RECORDS SHOWN ->
_ _ _ _ _
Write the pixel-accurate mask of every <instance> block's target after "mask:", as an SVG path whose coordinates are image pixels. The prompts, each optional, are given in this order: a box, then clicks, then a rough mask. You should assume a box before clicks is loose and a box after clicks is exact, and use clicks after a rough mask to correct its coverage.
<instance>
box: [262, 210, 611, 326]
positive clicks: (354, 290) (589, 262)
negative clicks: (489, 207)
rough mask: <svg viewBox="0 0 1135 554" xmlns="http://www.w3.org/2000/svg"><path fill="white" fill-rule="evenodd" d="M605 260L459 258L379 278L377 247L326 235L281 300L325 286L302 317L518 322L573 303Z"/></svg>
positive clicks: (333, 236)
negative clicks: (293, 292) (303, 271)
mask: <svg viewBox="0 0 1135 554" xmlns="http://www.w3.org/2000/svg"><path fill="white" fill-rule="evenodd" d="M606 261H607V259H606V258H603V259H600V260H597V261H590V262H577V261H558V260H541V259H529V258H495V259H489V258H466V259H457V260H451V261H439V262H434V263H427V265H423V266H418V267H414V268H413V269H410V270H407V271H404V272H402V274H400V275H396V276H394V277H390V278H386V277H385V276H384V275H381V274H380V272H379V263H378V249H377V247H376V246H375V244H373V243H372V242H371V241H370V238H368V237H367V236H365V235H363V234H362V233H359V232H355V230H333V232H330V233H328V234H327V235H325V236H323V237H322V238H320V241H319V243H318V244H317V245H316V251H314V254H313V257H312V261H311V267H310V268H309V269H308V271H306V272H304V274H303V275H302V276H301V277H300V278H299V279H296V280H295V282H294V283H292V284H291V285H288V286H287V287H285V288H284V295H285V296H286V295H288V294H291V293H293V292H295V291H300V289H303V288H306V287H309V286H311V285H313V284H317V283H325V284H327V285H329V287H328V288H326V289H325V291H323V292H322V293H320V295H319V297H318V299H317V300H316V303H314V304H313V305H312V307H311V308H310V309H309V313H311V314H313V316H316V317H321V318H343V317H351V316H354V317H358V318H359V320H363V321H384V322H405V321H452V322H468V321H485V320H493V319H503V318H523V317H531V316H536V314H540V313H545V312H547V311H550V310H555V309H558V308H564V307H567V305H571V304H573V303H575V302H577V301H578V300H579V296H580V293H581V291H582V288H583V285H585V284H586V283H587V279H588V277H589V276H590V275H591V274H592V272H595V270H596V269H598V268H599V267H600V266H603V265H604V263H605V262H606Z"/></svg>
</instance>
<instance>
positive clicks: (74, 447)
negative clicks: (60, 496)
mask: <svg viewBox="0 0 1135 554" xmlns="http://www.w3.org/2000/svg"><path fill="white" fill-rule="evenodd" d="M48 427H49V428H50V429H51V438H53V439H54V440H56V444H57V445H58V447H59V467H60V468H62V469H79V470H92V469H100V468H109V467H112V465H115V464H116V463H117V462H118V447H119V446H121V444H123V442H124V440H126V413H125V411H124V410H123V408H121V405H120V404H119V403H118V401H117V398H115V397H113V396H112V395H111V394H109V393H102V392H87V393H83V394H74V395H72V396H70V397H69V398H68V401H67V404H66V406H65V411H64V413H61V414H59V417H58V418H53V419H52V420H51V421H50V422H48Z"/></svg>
_ _ _ _ _
Your answer should be only the number of lines in the records that hold the word "positive".

WRITTEN REPLY ->
3